> Instructions for the task
Every line that contains the word "beaded" should be copied from the records below.

> Dataset excerpts
################
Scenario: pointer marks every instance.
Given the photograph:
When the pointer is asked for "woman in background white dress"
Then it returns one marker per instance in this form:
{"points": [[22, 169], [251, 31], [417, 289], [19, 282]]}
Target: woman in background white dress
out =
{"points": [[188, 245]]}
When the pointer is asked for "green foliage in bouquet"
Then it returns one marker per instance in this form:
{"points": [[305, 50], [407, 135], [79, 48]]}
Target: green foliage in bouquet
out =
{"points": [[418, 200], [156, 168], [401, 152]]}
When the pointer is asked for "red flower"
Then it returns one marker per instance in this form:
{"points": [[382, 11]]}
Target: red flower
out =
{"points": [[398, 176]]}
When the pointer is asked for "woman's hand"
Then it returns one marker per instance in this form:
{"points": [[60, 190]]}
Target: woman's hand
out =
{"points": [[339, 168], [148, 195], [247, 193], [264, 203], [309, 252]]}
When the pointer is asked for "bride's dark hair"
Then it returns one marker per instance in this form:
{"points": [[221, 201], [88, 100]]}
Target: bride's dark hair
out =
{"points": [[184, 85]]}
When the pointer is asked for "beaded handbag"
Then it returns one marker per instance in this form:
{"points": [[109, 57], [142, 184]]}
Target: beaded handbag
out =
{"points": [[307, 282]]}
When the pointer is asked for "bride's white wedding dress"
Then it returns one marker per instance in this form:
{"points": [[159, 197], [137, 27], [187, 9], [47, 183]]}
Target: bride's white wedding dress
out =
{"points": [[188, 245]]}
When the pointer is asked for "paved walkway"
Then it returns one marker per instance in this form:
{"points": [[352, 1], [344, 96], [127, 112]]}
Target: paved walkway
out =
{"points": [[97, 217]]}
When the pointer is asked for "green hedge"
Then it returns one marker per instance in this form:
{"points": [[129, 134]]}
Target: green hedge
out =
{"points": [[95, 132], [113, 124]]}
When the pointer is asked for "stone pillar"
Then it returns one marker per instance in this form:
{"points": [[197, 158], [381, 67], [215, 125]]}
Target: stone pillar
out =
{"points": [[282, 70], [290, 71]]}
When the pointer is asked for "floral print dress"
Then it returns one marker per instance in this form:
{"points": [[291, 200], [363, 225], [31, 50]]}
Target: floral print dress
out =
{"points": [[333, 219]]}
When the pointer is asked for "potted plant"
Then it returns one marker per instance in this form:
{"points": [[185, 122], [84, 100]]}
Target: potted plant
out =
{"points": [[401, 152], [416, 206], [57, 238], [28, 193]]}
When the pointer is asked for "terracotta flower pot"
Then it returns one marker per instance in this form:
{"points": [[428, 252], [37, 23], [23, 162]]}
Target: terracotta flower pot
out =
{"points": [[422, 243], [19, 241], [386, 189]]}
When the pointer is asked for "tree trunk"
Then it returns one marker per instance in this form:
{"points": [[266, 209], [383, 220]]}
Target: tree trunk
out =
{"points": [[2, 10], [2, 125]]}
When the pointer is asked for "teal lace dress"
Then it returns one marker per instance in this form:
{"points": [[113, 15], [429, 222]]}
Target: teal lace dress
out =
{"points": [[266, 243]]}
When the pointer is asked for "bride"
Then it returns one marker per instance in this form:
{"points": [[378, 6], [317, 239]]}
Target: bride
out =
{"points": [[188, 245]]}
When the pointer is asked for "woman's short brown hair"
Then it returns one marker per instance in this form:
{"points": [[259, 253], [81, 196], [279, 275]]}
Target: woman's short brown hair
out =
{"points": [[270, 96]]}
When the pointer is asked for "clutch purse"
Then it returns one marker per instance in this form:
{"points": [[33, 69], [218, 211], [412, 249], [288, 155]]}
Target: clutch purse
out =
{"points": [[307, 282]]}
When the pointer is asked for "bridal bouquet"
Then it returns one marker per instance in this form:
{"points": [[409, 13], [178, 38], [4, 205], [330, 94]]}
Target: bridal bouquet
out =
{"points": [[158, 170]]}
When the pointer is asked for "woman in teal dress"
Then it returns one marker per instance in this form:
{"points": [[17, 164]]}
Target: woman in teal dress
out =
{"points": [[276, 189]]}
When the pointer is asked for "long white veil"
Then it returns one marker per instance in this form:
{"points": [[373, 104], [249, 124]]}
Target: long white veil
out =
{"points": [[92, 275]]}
################
> Solved exercise
When the pointer is asked for "beaded handbag"
Target: beaded handbag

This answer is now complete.